__Directive__
In the rows that begin at the line containing "the wooden post" and end at the line containing "112;0;500;424", change every "pinpoint" to "locate" and keep all else unchanged. Give back only those lines.

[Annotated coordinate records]
═══

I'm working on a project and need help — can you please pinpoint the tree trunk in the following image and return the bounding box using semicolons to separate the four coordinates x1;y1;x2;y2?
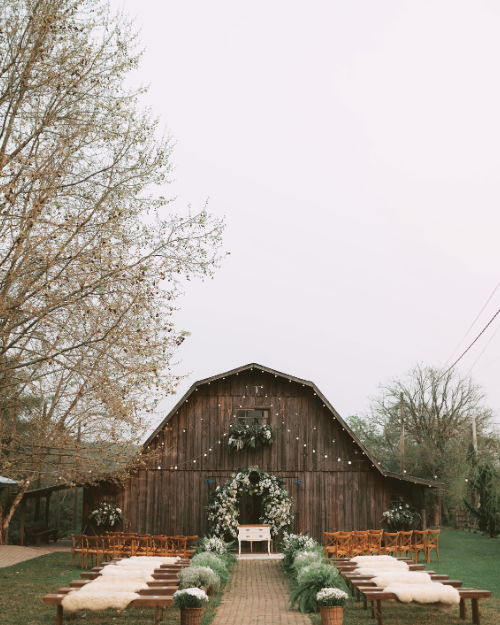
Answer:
0;481;29;545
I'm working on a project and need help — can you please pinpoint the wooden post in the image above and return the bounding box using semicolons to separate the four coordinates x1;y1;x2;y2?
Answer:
19;497;26;547
55;490;61;530
45;493;52;528
73;488;79;530
472;414;477;454
399;393;405;473
434;487;441;527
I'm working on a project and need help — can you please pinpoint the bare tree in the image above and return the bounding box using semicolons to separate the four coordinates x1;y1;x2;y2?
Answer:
348;365;500;524
0;0;223;540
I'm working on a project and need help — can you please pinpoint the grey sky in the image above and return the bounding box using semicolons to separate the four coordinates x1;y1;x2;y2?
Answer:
112;0;500;424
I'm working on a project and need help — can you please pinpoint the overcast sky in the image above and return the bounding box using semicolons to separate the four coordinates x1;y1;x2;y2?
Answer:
113;0;500;421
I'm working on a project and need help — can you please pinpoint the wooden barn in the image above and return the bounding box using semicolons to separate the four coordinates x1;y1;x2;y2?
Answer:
83;364;435;541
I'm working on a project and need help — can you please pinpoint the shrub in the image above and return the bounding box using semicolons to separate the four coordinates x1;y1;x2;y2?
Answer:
174;588;208;609
178;566;220;590
316;588;347;608
290;563;347;612
289;548;325;577
282;532;318;572
195;536;238;568
464;462;500;538
191;551;229;586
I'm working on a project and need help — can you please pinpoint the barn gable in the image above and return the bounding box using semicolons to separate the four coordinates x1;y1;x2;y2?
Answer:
87;363;433;540
143;363;433;486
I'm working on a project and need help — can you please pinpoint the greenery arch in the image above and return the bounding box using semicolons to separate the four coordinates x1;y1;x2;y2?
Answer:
207;467;293;538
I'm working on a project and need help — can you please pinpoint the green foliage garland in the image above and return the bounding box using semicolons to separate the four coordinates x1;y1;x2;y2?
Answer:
227;423;275;451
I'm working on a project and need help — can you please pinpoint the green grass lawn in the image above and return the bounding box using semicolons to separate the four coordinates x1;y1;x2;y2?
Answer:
0;553;222;625
311;530;500;625
0;530;500;625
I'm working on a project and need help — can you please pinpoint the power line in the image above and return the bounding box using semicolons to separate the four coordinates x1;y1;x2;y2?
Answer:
448;308;500;377
444;282;500;368
467;326;500;375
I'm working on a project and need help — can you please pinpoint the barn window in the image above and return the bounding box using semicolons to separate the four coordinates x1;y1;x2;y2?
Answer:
236;408;269;425
391;494;406;506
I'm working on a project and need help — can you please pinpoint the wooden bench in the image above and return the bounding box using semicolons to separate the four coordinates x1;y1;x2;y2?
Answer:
24;521;57;547
359;586;491;625
352;575;463;610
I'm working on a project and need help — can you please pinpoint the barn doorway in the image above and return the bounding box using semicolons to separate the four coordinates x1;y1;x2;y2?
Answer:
239;471;262;525
238;471;267;553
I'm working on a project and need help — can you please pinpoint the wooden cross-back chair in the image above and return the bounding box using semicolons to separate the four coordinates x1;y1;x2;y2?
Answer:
335;532;352;558
71;534;87;569
151;536;170;558
101;536;120;561
324;532;339;558
186;536;198;558
85;536;104;568
398;531;413;558
411;530;427;564
169;536;187;558
368;530;384;556
132;536;154;556
116;534;136;558
425;530;441;563
351;531;369;558
384;532;399;556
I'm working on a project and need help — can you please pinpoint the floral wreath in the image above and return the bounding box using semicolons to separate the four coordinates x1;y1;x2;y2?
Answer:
206;467;293;538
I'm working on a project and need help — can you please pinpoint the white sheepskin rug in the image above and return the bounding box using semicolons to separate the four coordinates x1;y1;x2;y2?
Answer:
385;582;460;610
351;556;397;564
371;571;432;588
62;590;139;613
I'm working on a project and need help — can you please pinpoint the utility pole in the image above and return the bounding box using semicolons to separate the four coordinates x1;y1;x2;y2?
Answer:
73;422;82;531
399;393;405;473
472;414;477;454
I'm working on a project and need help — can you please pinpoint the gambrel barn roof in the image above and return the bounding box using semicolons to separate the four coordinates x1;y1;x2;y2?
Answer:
144;363;441;488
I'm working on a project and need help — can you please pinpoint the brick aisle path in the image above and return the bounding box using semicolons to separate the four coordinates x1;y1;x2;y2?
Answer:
212;560;311;625
0;540;72;569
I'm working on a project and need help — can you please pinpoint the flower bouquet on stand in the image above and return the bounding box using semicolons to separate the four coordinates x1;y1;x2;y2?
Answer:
174;588;208;625
316;588;347;625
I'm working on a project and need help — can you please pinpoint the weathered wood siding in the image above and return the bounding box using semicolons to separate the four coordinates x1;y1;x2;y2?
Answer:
106;370;422;540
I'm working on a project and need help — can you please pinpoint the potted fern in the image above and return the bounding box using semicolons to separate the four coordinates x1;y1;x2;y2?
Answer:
290;561;347;613
316;588;347;625
174;588;208;625
177;565;220;595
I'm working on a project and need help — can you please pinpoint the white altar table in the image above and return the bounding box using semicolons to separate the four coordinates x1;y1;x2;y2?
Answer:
238;525;271;556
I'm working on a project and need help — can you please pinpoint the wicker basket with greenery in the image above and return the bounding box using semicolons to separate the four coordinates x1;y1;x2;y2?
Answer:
316;588;347;625
174;588;208;625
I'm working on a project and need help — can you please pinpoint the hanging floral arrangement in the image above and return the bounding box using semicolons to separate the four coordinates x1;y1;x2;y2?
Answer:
89;503;125;527
227;423;275;451
206;467;293;538
383;503;422;528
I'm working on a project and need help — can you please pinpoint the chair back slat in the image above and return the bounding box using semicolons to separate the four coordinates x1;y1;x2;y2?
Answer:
384;532;399;556
335;532;352;558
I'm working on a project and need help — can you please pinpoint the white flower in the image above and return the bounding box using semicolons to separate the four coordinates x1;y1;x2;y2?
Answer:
174;588;208;601
316;588;347;601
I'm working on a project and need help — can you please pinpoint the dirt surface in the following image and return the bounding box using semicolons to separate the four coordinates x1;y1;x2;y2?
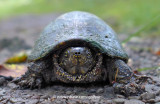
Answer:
0;14;160;104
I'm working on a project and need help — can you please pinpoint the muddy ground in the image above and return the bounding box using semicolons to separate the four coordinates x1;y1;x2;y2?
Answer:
0;14;160;104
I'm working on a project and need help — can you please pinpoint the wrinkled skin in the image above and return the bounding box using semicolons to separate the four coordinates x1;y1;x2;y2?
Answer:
14;47;149;95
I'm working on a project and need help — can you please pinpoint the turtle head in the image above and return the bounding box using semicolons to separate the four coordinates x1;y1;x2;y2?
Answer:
59;47;95;75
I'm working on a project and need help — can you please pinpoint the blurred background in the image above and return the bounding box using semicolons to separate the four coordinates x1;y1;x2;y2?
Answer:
0;0;160;75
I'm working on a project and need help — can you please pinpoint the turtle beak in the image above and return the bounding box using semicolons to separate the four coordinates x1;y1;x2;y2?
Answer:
74;52;81;58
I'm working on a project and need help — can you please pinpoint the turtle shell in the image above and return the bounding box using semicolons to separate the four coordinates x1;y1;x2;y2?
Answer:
28;11;128;61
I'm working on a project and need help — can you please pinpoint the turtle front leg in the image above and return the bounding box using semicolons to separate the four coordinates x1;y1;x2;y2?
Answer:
113;60;148;96
13;61;50;89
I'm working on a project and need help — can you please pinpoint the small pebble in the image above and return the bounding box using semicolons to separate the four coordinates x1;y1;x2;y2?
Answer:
124;99;145;104
140;93;156;100
66;91;73;95
96;88;103;94
113;98;125;104
0;77;6;86
7;83;18;89
88;89;96;93
116;94;125;98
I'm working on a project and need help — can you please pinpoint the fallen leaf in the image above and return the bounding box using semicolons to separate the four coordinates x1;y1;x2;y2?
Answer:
0;64;27;77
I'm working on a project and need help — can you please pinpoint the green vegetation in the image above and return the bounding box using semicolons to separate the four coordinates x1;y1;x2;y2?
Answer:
0;0;160;38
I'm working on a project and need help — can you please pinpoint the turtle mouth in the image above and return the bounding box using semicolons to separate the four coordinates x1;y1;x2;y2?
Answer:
53;54;103;83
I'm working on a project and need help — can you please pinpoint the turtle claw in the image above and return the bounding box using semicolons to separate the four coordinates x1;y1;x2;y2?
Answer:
135;75;153;84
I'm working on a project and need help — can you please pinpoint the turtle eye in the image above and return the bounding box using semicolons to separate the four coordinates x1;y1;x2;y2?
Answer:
87;51;92;58
64;51;68;57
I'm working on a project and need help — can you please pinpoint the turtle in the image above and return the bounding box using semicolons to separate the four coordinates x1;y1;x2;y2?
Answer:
14;11;148;95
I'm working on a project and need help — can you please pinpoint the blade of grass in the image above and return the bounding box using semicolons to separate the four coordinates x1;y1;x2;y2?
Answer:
122;15;160;45
137;66;160;71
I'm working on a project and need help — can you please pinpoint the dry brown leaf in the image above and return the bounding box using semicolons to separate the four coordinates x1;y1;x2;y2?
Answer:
0;64;27;77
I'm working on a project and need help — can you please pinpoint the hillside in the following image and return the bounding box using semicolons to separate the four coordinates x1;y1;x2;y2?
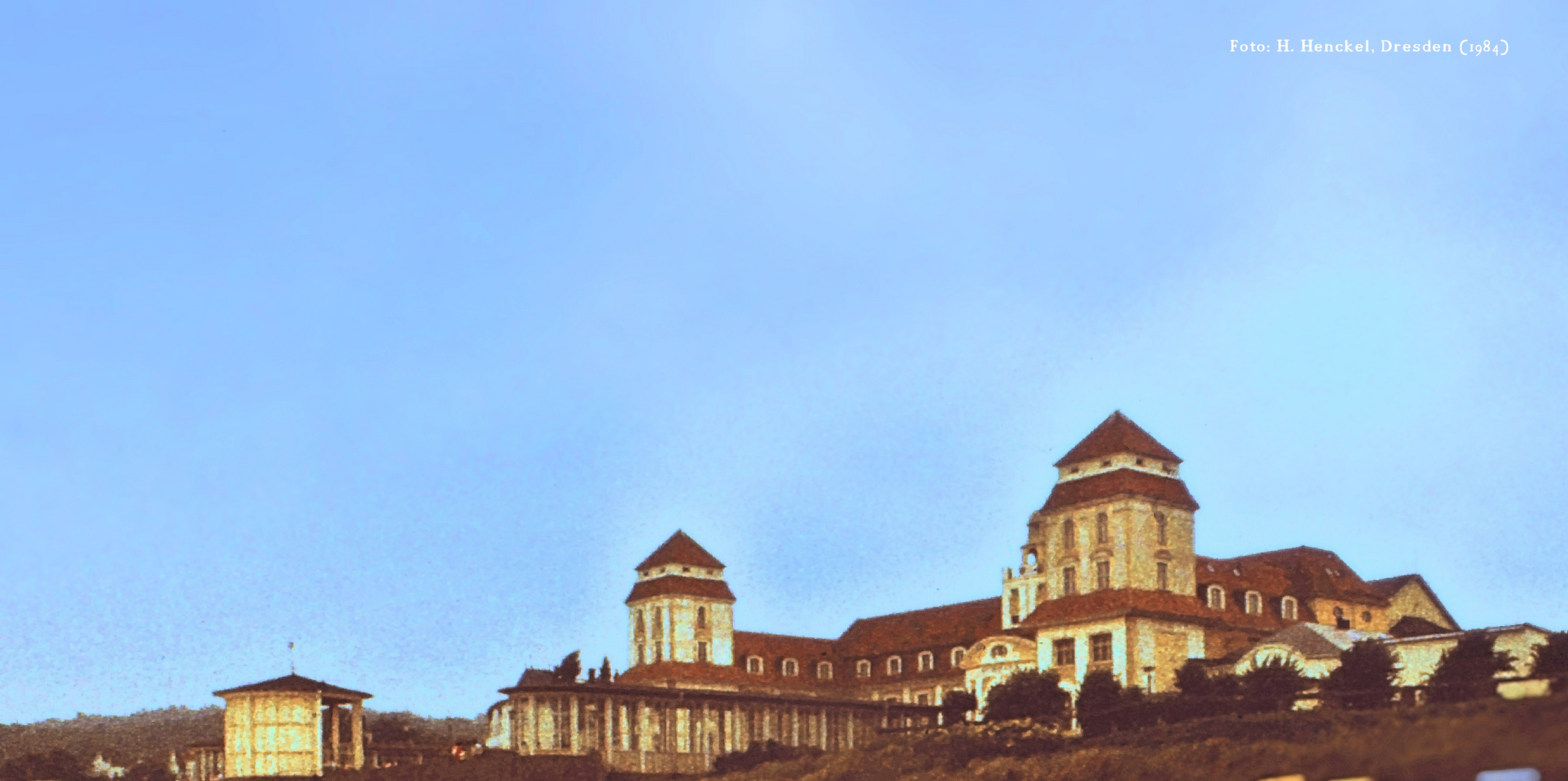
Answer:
723;696;1568;781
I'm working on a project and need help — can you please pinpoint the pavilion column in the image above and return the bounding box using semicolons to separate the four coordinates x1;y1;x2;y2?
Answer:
522;695;539;754
567;696;582;754
604;696;618;759
348;699;365;770
326;703;343;769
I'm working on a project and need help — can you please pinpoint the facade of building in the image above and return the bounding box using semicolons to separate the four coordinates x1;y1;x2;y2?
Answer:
208;673;372;778
491;412;1480;769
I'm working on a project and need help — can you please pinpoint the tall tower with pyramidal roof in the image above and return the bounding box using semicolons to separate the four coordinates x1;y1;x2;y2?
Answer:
1002;411;1198;627
625;530;735;667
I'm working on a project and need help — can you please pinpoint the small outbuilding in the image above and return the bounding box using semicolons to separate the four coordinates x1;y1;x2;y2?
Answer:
213;673;372;778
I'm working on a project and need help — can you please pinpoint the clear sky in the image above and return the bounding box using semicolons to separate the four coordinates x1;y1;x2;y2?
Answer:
0;0;1568;722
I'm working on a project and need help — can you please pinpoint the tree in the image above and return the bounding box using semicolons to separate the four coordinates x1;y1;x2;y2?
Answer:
1237;656;1312;710
1427;632;1513;703
1530;632;1568;695
1324;640;1399;707
550;651;583;684
943;688;980;726
985;670;1071;725
1077;670;1121;735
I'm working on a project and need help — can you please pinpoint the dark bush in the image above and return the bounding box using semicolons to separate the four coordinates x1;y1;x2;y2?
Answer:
943;690;980;727
1530;632;1568;693
985;670;1071;726
714;741;822;774
1077;670;1121;735
1427;632;1513;703
1239;657;1314;710
1321;640;1399;709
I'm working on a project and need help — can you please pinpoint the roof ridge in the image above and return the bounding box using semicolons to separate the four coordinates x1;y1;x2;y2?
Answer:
850;596;1002;626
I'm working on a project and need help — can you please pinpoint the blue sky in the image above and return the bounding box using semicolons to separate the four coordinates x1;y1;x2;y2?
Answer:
0;1;1568;722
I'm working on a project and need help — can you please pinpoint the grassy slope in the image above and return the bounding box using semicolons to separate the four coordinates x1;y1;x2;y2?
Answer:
724;696;1568;781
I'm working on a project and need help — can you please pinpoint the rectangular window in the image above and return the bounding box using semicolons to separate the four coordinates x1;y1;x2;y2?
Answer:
1050;636;1077;667
1088;635;1110;662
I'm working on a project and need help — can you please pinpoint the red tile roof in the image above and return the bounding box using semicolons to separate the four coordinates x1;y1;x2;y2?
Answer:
614;662;750;687
625;576;735;602
1055;409;1181;466
1198;546;1388;605
1021;588;1293;631
836;596;1005;667
213;673;373;699
1040;469;1198;513
637;529;724;571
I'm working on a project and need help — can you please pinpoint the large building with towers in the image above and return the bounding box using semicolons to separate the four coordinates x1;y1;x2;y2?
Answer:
491;411;1458;772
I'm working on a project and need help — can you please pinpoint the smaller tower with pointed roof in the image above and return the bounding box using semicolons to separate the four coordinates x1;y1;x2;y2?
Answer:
625;530;735;667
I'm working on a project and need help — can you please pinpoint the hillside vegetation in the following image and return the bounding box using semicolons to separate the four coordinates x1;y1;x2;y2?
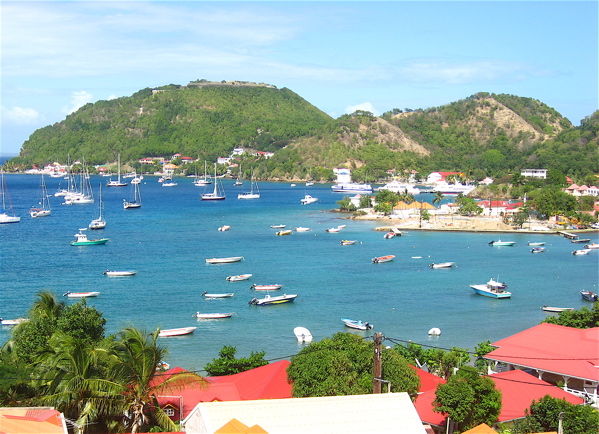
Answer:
11;82;599;181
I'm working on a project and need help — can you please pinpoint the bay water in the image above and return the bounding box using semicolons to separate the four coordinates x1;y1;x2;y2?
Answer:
0;175;599;373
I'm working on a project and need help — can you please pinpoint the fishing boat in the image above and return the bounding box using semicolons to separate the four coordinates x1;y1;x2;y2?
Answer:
29;175;52;218
226;274;252;282
200;164;226;200
541;304;574;312
250;283;283;291
202;291;235;298
300;194;318;205
102;270;137;277
237;171;260;199
158;327;197;338
341;318;374;330
429;262;455;268
62;291;100;298
0;169;21;224
70;228;108;246
192;312;235;319
580;289;599;301
470;283;512;298
123;182;142;209
88;184;106;229
372;255;395;264
489;240;516;246
572;249;591;255
206;256;243;264
106;154;127;187
249;294;297;306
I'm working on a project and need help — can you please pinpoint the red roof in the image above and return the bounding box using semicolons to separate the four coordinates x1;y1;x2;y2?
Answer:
485;324;599;381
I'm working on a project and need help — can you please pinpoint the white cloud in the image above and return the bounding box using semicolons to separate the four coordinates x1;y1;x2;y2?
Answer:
62;90;93;115
2;107;43;125
345;102;380;116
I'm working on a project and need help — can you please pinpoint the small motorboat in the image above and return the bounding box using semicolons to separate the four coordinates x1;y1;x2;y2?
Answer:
226;274;252;282
372;255;395;264
192;312;235;319
429;262;455;268
248;294;297;306
102;270;137;277
206;256;243;264
541;304;574;312
250;283;283;291
62;291;100;298
341;318;374;330
202;291;235;298
580;290;599;301
158;327;197;338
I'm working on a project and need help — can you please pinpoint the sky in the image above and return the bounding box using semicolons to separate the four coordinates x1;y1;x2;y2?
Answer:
0;0;599;155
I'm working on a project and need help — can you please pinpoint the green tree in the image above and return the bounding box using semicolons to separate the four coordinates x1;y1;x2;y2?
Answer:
433;366;501;430
204;346;268;376
287;333;420;398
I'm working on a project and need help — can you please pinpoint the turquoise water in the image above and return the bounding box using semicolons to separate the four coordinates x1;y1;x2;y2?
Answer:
0;175;599;370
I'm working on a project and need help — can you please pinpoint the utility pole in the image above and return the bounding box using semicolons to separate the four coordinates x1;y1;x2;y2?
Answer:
372;332;383;393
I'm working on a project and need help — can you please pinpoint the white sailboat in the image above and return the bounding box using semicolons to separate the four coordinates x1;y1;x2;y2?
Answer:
88;184;106;229
29;175;52;218
123;179;142;209
237;170;260;199
200;163;226;200
106;154;127;187
0;169;21;224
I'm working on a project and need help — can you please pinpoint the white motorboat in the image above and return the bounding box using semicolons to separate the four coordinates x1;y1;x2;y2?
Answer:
206;256;243;264
158;327;197;338
226;274;252;282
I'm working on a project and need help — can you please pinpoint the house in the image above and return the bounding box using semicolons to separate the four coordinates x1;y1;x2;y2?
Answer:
485;323;599;407
520;169;547;179
181;392;426;434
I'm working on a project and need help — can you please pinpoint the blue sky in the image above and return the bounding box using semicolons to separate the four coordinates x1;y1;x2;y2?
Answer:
0;0;599;154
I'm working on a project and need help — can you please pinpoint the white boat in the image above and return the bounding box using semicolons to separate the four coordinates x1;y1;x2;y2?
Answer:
206;256;243;264
489;240;516;246
158;327;197;338
106;154;127;187
192;312;235;319
250;283;283;291
300;194;318;205
249;294;297;306
202;291;235;298
0;169;21;224
541;305;574;312
200;163;226;200
123;182;142;209
62;291;100;298
237;171;260;199
377;179;420;194
29;175;52;218
102;270;137;277
226;274;252;282
293;327;313;342
88;184;106;229
429;262;455;268
341;318;374;330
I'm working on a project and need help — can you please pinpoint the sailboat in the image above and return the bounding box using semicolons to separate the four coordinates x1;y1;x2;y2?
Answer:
29;175;52;218
106;154;127;187
0;169;21;224
237;170;260;199
200;163;226;200
88;184;106;229
123;178;142;209
193;160;212;187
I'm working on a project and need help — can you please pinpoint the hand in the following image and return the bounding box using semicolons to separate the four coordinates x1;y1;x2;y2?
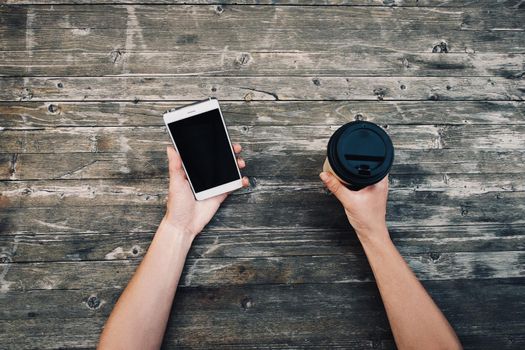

═══

__Complete response__
I'm working on a project and need help — can you please locate the wooden post in the image above and return the bounding box using semicolons to separate the four coordinates x1;y1;x2;y2?
Answer:
19;497;26;547
55;490;61;530
45;493;52;528
73;488;79;530
472;414;477;454
399;393;405;473
434;487;441;527
I'm working on a project and need help — can you please locate the bare tree in the image above and return the bounding box using semicolons to separate the four coordinates x1;y1;x2;y2?
Answer:
348;365;500;524
0;0;223;540
I'm working on a project and need help — can you please locate the grey sky in the image above and return the bounding box using semicolons to separate the four coordinates x1;y1;x2;y2?
Answer:
112;0;500;424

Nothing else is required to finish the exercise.